▶ [Tarefas a fazer]:
1) Diga se cada frase abaixo concorda com o trecho sobre urbanismo e gênero, respondendo sim ou não e citando as palavras do trecho que decidem: (a) os TCCs foram orientados por quatro professores; (b) a pesquisa de Helena Hocayen ouviu 100 mulheres; (c) o Insper destacou os trabalhos no mês de abril.
2) Com base no trecho sobre urbanismo e gênero, explique em até três frases por que, segundo a professora Laura Janka, vale a pena pensar a cidade a partir da perspectiva de gênero.
3) Dê seguimento ao trecho sobre os trabalhos de urbanismo com recorte de gênero, partindo do ponto em que ele termina.

***** Trecho fornecido *****

Durante o Mês da Mulher, em março, o Insper destacou seis trabalhos de conclusão da Pós-Graduação em Urbanismo Social – Gestão Urbana, Políticas Públicas e Sociedade do Centro de Estudos das Cidades – Laboratório Arq.Futuro que propõem respostas ousadas e sensíveis para um desafio ainda urgente: como tornar as cidades mais justas, seguras e acolhedoras para as mulheres? Os TCCs, orientados pelos professores Camila Maleronka, Érica Peçanha, Laura Janka e Mauricio Bouskela, tratam de questões como mobilidade, saúde, cuidado e segurança nos territórios urbanos — sempre com recorte de gênero, sobretudo em contextos de vulnerabilidade social.
“Historicamente, o espaço urbano foi projetado por homens e para homens. Pensar a cidade a partir da perspectiva de gênero é não apenas uma questão de justiça, mas de qualidade de vida para todos — especialmente para quem sempre esteve às margens do planejamento urbano”, diz a professora Laura Janka.
Leia a seguir um resumo dos trabalhos.
Autora: Helena Gouvêa de Paula Hocayen
Orientador: Mauricio Bouskela
No TCC Passos Seguros: caminhabilidade e segurança para mulheres no centro do Rio de Janeiro, a advogada e mestra em políticas públicas Helena Hocayen partiu de uma experiência pessoal como estudante universitária na região central da capital fluminense para refletir sobre a insegurança que a população feminina enfrenta nos deslocamentos diários. Com base em uma pesquisa com 60 mulheres, o projeto propõe ações voltadas à caminhabilidade segura, principalmente no entorno de estações de transporte público.

***** Dados *****

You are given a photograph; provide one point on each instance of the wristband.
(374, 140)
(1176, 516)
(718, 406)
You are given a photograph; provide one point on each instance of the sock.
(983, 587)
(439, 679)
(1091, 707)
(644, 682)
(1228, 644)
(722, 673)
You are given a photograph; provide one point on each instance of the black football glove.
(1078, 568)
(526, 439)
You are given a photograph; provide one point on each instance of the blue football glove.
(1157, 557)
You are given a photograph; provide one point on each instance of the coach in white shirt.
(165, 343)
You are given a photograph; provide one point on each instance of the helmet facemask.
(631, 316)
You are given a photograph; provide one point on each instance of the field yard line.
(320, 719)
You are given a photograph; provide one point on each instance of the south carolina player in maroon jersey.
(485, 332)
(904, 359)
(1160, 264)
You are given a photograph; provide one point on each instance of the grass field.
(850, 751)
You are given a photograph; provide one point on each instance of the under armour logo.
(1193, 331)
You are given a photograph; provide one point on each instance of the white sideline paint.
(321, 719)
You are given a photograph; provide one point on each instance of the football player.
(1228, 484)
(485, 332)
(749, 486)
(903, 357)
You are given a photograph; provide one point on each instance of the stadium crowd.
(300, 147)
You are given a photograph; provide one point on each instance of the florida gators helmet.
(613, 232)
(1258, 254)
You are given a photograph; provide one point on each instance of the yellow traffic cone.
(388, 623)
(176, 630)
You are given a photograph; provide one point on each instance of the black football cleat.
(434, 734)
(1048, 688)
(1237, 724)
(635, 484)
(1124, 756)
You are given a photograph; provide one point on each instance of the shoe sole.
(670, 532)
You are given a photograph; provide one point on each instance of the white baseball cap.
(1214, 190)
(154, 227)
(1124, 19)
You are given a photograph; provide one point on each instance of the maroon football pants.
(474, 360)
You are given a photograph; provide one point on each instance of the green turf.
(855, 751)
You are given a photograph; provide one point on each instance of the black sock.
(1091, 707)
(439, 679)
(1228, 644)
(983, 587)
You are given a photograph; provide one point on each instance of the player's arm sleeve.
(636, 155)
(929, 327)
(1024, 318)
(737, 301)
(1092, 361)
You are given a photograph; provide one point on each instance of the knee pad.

*****

▶ [Respostas]:
1)
(a) Sim: "orientados pelos professores Camila Maleronka, Érica Peçanha, Laura Janka e Mauricio Bouskela".
(b) Não: "Com base em uma pesquisa com 60 mulheres".
(c) Não: "Durante o Mês da Mulher, em março".

2) Segundo Laura Janka, o espaço urbano foi historicamente projetado por homens e para homens. Por isso, pensar a cidade pela perspectiva de gênero é uma questão de justiça. Também é uma questão de qualidade de vida para todos, especialmente para quem sempre esteve às margens do planejamento urbano.

3)
Ele se estrutura em três eixos — infraestrutura, convivência e segurança — e inclui medidas como melhoria da iluminação pública, urbanismo tático, câmeras de monitoramento, postos de apoio e atividades culturais noturnas. A região da Central do Brasil e da Praça da República foi escolhida como área-piloto para aplicação do projeto.
“A Helena começou com uma observação pessoal e conseguiu construir uma proposta consistente, com base em dados, para fomentar políticas públicas. O mais importante é que ela evidenciou como o medo molda os caminhos das mulheres”, afirma o professor Mauricio Bouskela. “Ela traduziu um sentimento coletivo em ação concreta.”
Autora: Julia Rocha
Orientadora: Camila Maleronka
No trabalho Lugar de menina (também) é no parque, a urbanista Julia Rocha analisa o uso desigual do Parque Sete Campos, localizado na região da Cidade Ademar, na zona sul de São Paulo. O local, marcado pela presença quase exclusiva de homens em práticas esportivas, tem pouca participação feminina — resultado de uma combinação de falta de infraestrutura, percepção de insegurança e ausência de políticas voltadas à diversidade de usos.
Julia propõe um Programa de Gestão de Parques em Áreas Vulnerabilizadas, com base nos princípios do urbanismo social e feminista, que integra diferentes secretarias e fortalece a gestão participativa com a comunidade local.
“A Julia fez uma análise profunda da governança existente e mostrou que ela funciona em parques como o Ibirapuera, porém não em territórios onde falta quase tudo. O que ela propõe é reinventar a gestão do espaço público com foco em inclusão”, explica a professora Camila Maleronka. “Ela teve sensibilidade e coragem para perguntar: por que as mulheres não estão ali?”
Autora: Giuliana Feitosa
Orientadora: Camila Maleronka
Em Grupo de Mulheres Cidadania Feminina como espaço desencadeador de transformação, a arquiteta Giuliana Feitosa trabalhou com um coletivo de mulheres negras que atua há mais de duas décadas no Córrego do Euclides, periferia do Recife. O grupo promove ações de enfrentamento à violência doméstica, racismo e desigualdade social. O trabalho propõe fortalecer institucionalmente a organização, desenhando uma governança colaborativa e estratégias para sua inserção mais efetiva nas políticas públicas.
“A força dessas mulheres está no território. Elas já cuidam umas das outras, já fazem política pública na prática. O que o trabalho da Giuliana faz é estruturar isso, dar sustentabilidade e visibilidade a essa potência coletiva”, destaca Camila Maleronka.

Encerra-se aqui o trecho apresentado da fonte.